#### WRITTEN PROBLEM:
Reproduce the data below word for word, starting at the line containing "player's arm | locate" and continuing through the final line of the data, with both ends included.

#### RAW DATA:

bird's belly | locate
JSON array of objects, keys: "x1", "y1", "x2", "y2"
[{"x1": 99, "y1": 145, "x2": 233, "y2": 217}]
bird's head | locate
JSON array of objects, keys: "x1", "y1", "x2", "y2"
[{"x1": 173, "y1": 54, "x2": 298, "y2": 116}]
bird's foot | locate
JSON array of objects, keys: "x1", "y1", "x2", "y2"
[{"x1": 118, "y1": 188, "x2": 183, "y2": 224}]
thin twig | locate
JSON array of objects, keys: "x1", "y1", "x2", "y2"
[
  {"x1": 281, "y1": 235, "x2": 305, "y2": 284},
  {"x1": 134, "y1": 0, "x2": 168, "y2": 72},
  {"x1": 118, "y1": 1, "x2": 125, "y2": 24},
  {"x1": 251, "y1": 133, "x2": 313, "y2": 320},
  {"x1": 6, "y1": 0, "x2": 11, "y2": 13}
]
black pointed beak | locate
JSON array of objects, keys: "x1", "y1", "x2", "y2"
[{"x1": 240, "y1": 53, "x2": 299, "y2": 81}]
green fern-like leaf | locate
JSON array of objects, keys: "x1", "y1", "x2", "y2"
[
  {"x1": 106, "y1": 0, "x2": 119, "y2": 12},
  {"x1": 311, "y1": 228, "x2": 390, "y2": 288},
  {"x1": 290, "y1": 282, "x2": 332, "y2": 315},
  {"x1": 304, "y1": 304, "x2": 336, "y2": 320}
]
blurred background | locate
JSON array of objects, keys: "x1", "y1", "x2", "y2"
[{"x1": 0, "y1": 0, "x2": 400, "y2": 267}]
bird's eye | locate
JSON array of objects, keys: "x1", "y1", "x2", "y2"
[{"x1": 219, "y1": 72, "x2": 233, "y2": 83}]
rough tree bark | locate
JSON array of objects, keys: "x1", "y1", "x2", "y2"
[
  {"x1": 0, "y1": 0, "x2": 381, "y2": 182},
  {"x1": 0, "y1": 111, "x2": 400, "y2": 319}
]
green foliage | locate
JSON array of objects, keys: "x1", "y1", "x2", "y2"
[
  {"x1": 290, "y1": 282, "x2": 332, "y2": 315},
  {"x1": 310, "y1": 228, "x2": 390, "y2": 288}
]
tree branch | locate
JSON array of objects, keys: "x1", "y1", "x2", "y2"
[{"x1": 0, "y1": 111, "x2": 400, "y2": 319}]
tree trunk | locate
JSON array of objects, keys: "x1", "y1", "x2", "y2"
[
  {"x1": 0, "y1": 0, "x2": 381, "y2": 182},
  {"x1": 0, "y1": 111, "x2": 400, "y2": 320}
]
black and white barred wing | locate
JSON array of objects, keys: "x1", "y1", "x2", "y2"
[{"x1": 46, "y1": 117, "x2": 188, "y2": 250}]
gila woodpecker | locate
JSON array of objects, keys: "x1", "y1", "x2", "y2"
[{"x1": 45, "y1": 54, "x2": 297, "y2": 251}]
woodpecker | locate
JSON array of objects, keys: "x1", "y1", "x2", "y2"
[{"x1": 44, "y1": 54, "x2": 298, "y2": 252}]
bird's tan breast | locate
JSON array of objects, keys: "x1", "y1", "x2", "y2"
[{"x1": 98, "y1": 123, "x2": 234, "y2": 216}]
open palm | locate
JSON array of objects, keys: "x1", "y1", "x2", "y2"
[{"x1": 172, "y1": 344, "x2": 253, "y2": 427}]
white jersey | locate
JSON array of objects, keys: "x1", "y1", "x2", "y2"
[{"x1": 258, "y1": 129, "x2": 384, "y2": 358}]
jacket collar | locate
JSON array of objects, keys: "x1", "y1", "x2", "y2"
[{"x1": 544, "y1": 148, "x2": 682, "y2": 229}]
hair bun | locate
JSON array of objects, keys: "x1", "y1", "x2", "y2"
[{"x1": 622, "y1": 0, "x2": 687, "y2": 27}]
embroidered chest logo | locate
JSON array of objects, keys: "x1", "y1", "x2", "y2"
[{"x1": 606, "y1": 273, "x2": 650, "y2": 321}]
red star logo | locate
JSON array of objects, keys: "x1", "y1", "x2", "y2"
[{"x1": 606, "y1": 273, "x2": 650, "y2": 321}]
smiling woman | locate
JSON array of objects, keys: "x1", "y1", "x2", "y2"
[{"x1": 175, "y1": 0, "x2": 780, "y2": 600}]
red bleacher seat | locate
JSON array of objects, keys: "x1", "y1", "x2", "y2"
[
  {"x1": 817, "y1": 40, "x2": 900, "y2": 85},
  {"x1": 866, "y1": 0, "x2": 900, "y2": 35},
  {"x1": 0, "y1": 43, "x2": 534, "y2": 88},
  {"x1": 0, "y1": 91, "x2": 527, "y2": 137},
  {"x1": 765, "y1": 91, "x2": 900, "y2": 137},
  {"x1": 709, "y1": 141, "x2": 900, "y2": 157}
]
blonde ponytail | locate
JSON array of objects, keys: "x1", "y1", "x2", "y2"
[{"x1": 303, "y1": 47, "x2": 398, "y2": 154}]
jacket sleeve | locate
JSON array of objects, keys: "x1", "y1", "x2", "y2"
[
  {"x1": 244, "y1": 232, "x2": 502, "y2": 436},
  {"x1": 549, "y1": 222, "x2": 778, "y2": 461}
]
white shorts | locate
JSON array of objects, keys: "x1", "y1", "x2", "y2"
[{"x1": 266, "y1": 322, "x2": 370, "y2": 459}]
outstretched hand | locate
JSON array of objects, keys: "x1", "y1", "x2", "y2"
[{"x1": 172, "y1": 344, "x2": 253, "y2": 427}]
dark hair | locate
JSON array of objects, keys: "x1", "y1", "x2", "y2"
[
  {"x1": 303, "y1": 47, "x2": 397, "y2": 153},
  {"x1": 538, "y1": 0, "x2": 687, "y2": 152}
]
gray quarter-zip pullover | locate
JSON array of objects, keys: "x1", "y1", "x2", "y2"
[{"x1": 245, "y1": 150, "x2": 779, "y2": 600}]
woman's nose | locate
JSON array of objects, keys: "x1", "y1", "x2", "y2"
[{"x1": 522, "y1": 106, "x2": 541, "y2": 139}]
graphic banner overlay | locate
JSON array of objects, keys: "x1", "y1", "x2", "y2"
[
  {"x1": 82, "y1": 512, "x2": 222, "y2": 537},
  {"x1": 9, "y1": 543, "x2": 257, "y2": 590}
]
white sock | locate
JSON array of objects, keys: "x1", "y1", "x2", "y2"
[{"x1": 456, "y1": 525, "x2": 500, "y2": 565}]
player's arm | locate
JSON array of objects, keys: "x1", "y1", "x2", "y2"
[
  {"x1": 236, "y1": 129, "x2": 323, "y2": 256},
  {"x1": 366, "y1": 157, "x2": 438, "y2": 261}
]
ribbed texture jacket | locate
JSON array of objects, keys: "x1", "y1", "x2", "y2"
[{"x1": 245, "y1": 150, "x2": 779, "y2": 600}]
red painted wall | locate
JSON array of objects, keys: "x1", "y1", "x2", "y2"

#### OUTPUT OF THE EXERCISE:
player's arm | locate
JSON array of objects, keys: "x1", "y1", "x2", "y2"
[
  {"x1": 236, "y1": 129, "x2": 323, "y2": 256},
  {"x1": 366, "y1": 157, "x2": 438, "y2": 261}
]
ribbed texture jacket | locate
JSON array of objects, keys: "x1", "y1", "x2", "y2"
[{"x1": 245, "y1": 150, "x2": 779, "y2": 600}]
red painted wall | locate
JSON array of objects, keys: "x1", "y1", "x2", "y2"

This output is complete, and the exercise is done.